<<<<
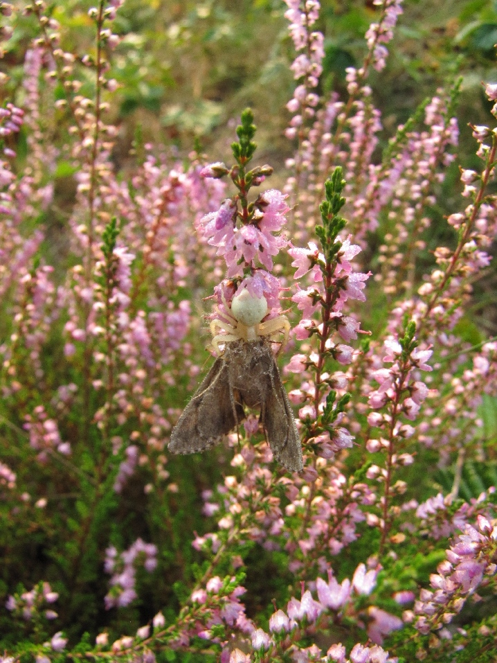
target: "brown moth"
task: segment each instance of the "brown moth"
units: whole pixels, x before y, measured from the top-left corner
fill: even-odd
[[[253,308],[255,298],[244,290],[233,299],[231,309],[225,306],[230,313],[223,312],[224,319],[211,323],[213,332],[218,327],[227,332],[213,339],[217,349],[218,343],[224,342],[224,351],[172,430],[168,445],[172,453],[196,453],[217,444],[243,421],[246,406],[260,409],[276,460],[291,472],[303,468],[298,432],[269,342],[282,328],[287,333],[289,324],[284,316],[261,323],[267,310],[262,299],[265,308],[259,303],[255,313],[250,307]]]

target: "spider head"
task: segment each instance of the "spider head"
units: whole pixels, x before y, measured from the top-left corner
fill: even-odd
[[[246,288],[231,301],[231,313],[242,324],[253,327],[259,324],[267,313],[267,302],[264,297],[253,297]]]

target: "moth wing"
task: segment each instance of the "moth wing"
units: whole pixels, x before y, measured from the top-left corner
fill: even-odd
[[[171,432],[173,454],[195,454],[213,446],[245,416],[235,403],[228,366],[218,357]]]
[[[271,388],[261,408],[266,437],[276,460],[291,472],[300,472],[304,468],[300,438],[274,360],[269,378]]]

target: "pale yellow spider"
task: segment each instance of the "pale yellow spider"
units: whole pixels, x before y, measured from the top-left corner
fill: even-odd
[[[278,335],[282,331],[284,339],[280,346],[282,348],[287,342],[290,333],[290,323],[285,315],[261,322],[267,314],[267,301],[264,297],[253,297],[246,288],[233,297],[231,308],[222,296],[225,310],[217,310],[221,317],[216,318],[210,323],[211,342],[213,348],[218,355],[221,355],[219,345],[231,341],[242,340],[248,343],[256,341],[260,337],[270,342],[277,342]],[[222,329],[224,333],[217,334],[217,330]]]

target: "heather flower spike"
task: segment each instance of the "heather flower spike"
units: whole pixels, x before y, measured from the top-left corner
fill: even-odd
[[[251,186],[272,172],[267,166],[246,170],[255,150],[255,133],[252,112],[247,109],[237,127],[239,142],[232,145],[237,163],[229,171],[239,193],[201,222],[209,243],[224,256],[236,289],[228,302],[221,284],[219,306],[210,322],[212,346],[218,357],[174,428],[169,450],[180,454],[204,451],[238,428],[246,416],[245,407],[259,408],[274,457],[294,472],[303,468],[300,440],[271,348],[282,332],[282,344],[286,343],[290,324],[284,315],[266,319],[271,310],[278,311],[280,285],[255,265],[257,258],[271,269],[271,256],[286,245],[285,239],[273,233],[281,229],[288,208],[284,196],[274,190],[248,202]],[[224,164],[215,163],[203,174],[218,177],[228,172]]]

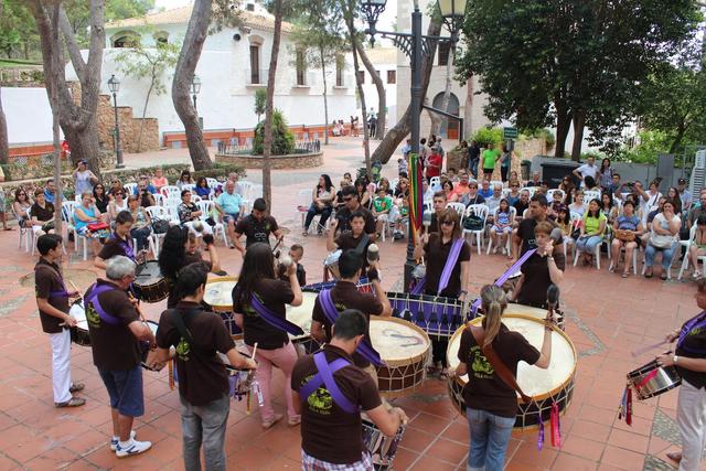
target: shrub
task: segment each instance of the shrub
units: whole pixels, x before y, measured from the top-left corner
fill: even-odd
[[[253,153],[261,156],[265,150],[265,122],[255,127]],[[272,113],[272,156],[286,156],[295,152],[295,133],[289,130],[287,120],[279,109]]]

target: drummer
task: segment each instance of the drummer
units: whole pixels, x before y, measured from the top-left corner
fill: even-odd
[[[459,215],[454,210],[443,210],[438,217],[440,232],[425,233],[415,246],[415,259],[424,255],[427,260],[424,292],[429,296],[466,300],[471,247],[463,239]],[[442,275],[446,275],[446,278],[441,279]],[[447,339],[431,340],[434,368],[442,375],[448,366],[448,345]]]
[[[237,350],[218,315],[204,312],[203,293],[206,267],[192,264],[181,269],[174,288],[175,309],[162,312],[157,330],[156,363],[169,360],[169,349],[178,349],[176,371],[181,400],[184,468],[201,469],[203,443],[205,469],[225,469],[225,430],[231,409],[228,374],[217,356],[228,357],[236,368],[256,368],[257,364]]]
[[[482,328],[463,330],[458,353],[460,363],[449,374],[452,377],[469,375],[469,381],[463,386],[471,435],[468,469],[501,471],[515,425],[517,394],[498,373],[500,368],[489,360],[485,349],[494,351],[494,357],[503,363],[513,379],[517,376],[520,361],[546,370],[552,360],[553,321],[545,320],[542,352],[538,352],[521,333],[509,330],[502,322],[503,311],[507,307],[502,288],[485,285],[481,289],[481,300],[483,312],[486,313]]]
[[[159,253],[159,268],[169,283],[168,309],[176,307],[178,299],[174,297],[174,286],[176,285],[179,270],[186,265],[203,263],[210,271],[214,274],[221,272],[221,261],[213,236],[211,234],[203,236],[203,242],[208,249],[208,260],[204,260],[201,250],[195,248],[194,243],[190,243],[190,234],[186,228],[180,226],[170,227],[164,235],[162,249]],[[193,239],[195,240],[195,236]]]
[[[535,251],[521,268],[522,275],[515,285],[511,300],[521,304],[546,309],[546,292],[549,285],[559,285],[566,269],[563,250],[554,250],[554,240],[549,237],[554,226],[543,221],[534,227]]]
[[[383,406],[377,383],[353,364],[354,352],[367,332],[365,315],[347,309],[335,321],[331,343],[314,354],[322,355],[329,365],[341,358],[347,363],[333,373],[333,392],[325,384],[308,387],[321,377],[314,355],[303,356],[295,365],[291,395],[302,418],[302,470],[371,470],[371,456],[361,439],[361,411],[387,437],[394,437],[408,420],[399,407],[387,410]]]
[[[49,334],[52,344],[52,389],[56,407],[78,407],[86,404],[83,397],[73,396],[84,388],[82,383],[71,382],[71,333],[76,319],[68,314],[68,298],[78,296],[67,292],[58,263],[62,251],[62,236],[44,234],[36,239],[40,260],[34,266],[34,292],[40,310],[42,330]],[[64,325],[62,325],[64,324]]]
[[[370,323],[371,315],[389,317],[393,308],[389,304],[387,295],[379,283],[378,260],[372,261],[367,272],[367,277],[373,285],[372,292],[360,292],[357,290],[357,281],[363,270],[362,257],[355,250],[343,250],[339,258],[339,271],[341,279],[338,280],[331,289],[331,300],[336,309],[333,315],[338,315],[339,311],[345,309],[356,309],[361,311],[366,321]],[[329,342],[332,339],[331,325],[329,317],[323,311],[321,304],[321,293],[317,297],[313,304],[313,313],[311,317],[311,336],[319,343]],[[370,330],[365,330],[365,341],[371,342]],[[365,360],[360,353],[353,354],[353,363],[360,368],[365,370],[377,384],[377,372],[375,367]]]
[[[245,253],[237,285],[233,288],[233,312],[235,323],[243,329],[245,344],[250,353],[257,344],[255,360],[258,363],[255,378],[259,384],[263,400],[260,420],[264,429],[271,428],[282,419],[272,408],[272,366],[285,374],[285,399],[289,419],[295,427],[301,416],[295,408],[289,384],[297,362],[297,350],[289,341],[286,330],[286,304],[301,306],[303,297],[297,266],[291,264],[287,271],[289,283],[275,277],[275,257],[268,244],[255,243]],[[300,331],[301,332],[301,331]]]
[[[113,236],[106,240],[103,248],[93,261],[93,265],[103,270],[106,269],[106,260],[116,255],[122,255],[131,260],[136,259],[135,248],[132,247],[132,237],[130,229],[132,228],[132,214],[129,211],[120,211],[115,218],[115,232]]]
[[[696,287],[696,306],[702,312],[666,336],[668,343],[676,341],[674,353],[656,358],[660,366],[675,366],[682,377],[676,403],[682,452],[667,453],[680,463],[680,471],[699,470],[706,447],[706,279],[699,278]]]
[[[233,237],[233,247],[245,255],[245,250],[255,243],[264,243],[269,245],[269,235],[274,234],[277,240],[285,238],[285,233],[277,225],[277,221],[266,214],[267,203],[264,199],[258,197],[253,202],[253,211],[247,216],[243,217],[235,225],[235,232]],[[240,244],[240,236],[245,234],[245,248]]]

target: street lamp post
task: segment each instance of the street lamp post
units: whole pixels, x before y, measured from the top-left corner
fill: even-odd
[[[362,0],[361,10],[367,20],[368,29],[365,30],[366,34],[371,36],[371,43],[375,42],[375,35],[379,34],[382,38],[388,38],[393,43],[402,50],[409,58],[409,65],[411,68],[411,86],[410,92],[410,111],[411,111],[411,152],[419,154],[419,139],[420,139],[420,115],[421,115],[421,65],[424,57],[430,57],[432,45],[435,43],[448,42],[451,46],[456,45],[459,40],[459,30],[466,15],[467,0],[437,0],[443,24],[446,24],[450,38],[443,36],[428,36],[421,33],[421,12],[419,11],[419,4],[415,0],[415,11],[411,13],[411,33],[398,33],[391,31],[377,31],[375,23],[379,14],[385,10],[387,0]],[[411,169],[409,169],[411,172]],[[411,174],[410,174],[411,176]],[[415,268],[414,259],[414,240],[413,240],[413,225],[409,223],[409,234],[407,237],[407,258],[405,261],[405,277],[404,277],[404,291],[407,292],[411,286],[413,276],[411,272]]]
[[[115,156],[117,158],[117,168],[125,167],[122,163],[122,147],[120,146],[120,124],[118,121],[118,92],[120,90],[120,81],[115,75],[110,75],[108,79],[108,88],[113,93],[113,108],[115,109]]]

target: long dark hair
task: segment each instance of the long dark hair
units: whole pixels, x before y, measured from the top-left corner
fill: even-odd
[[[184,246],[188,237],[189,229],[180,226],[172,226],[167,231],[162,249],[159,253],[159,268],[164,277],[176,279],[179,269],[184,265],[186,255]]]
[[[268,244],[258,242],[247,248],[236,285],[243,304],[250,303],[255,282],[260,279],[275,279],[275,257]]]

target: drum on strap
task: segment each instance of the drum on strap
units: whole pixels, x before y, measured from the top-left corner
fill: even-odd
[[[69,330],[71,341],[76,345],[90,346],[90,334],[88,333],[88,321],[83,299],[77,299],[71,304],[68,314],[76,319],[76,327]]]
[[[632,387],[638,399],[644,400],[659,396],[682,384],[674,366],[660,366],[656,360],[628,373],[628,385]]]
[[[149,260],[137,266],[132,287],[135,296],[140,301],[159,302],[169,297],[169,283],[162,276],[157,260]]]
[[[378,471],[393,469],[393,460],[397,453],[397,446],[405,433],[405,427],[397,429],[394,437],[385,437],[379,429],[367,418],[362,418],[363,445],[371,453],[373,467]]]
[[[394,318],[414,323],[431,339],[449,339],[468,321],[463,302],[454,298],[391,291],[387,299]]]
[[[319,343],[311,338],[311,313],[313,312],[313,304],[317,301],[315,292],[302,292],[301,306],[287,304],[287,320],[299,325],[304,331],[302,335],[295,336],[289,334],[289,340],[292,341],[299,356],[303,356],[308,353],[319,350]]]
[[[425,379],[431,341],[411,322],[371,315],[371,342],[385,365],[377,367],[377,388],[385,397],[414,392]]]
[[[471,321],[479,325],[482,318]],[[511,331],[520,332],[535,349],[542,347],[544,340],[544,322],[524,314],[503,314],[503,323]],[[458,352],[461,345],[461,333],[466,327],[456,331],[447,350],[449,366],[458,367]],[[574,379],[576,376],[576,349],[570,339],[556,327],[552,328],[552,363],[547,370],[542,370],[524,362],[517,364],[517,384],[532,397],[530,404],[525,404],[517,397],[516,429],[537,427],[539,414],[545,422],[549,420],[552,405],[557,404],[559,411],[564,414],[574,395]],[[468,375],[460,378],[447,379],[449,397],[456,408],[466,415],[463,400],[463,387],[468,383]]]

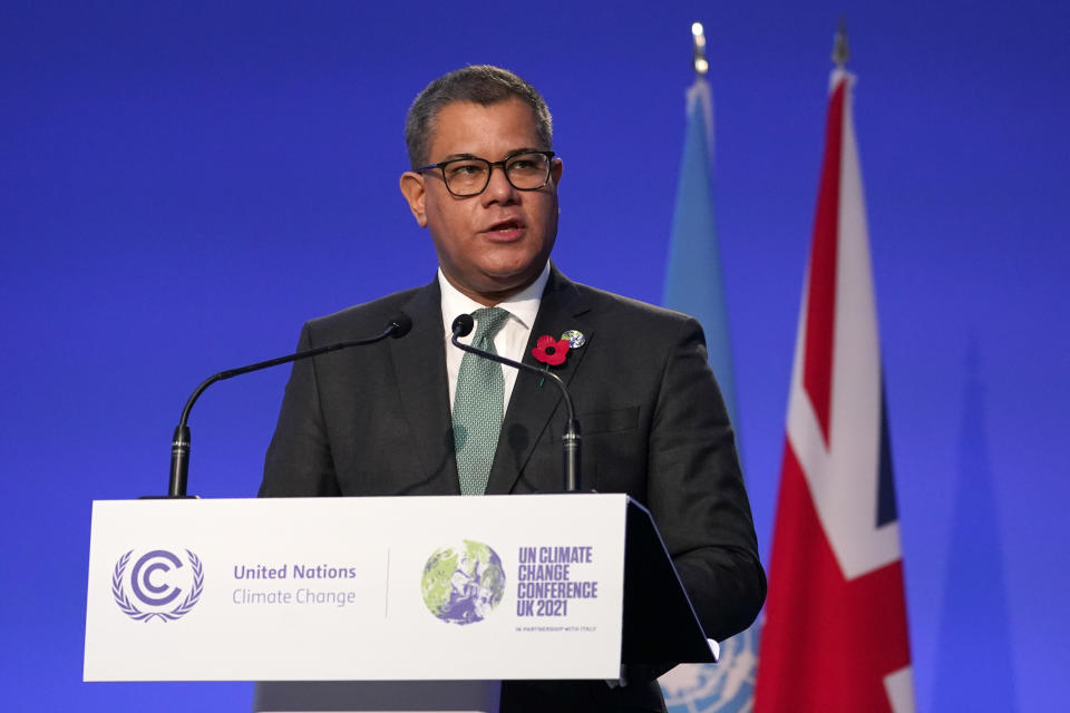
>>>>
SHORT PROBLEM | Identify all lines in the records that contain the word "each", with case counting, and copy those lines out in full.

FULL ANSWER |
task: segment each instance of the "brown moth"
task: segment each instance of the "spider head"
task: segment each instance of the "moth wing"
task: segment each instance of the "pale yellow spider"
task: segment each instance of the "heather flower spike"
task: segment each instance of the shrub
task: segment each instance of the drummer
task: segment each instance of the street lamp post
task: segment each instance of the long dark hair
task: segment each instance of the drum on strap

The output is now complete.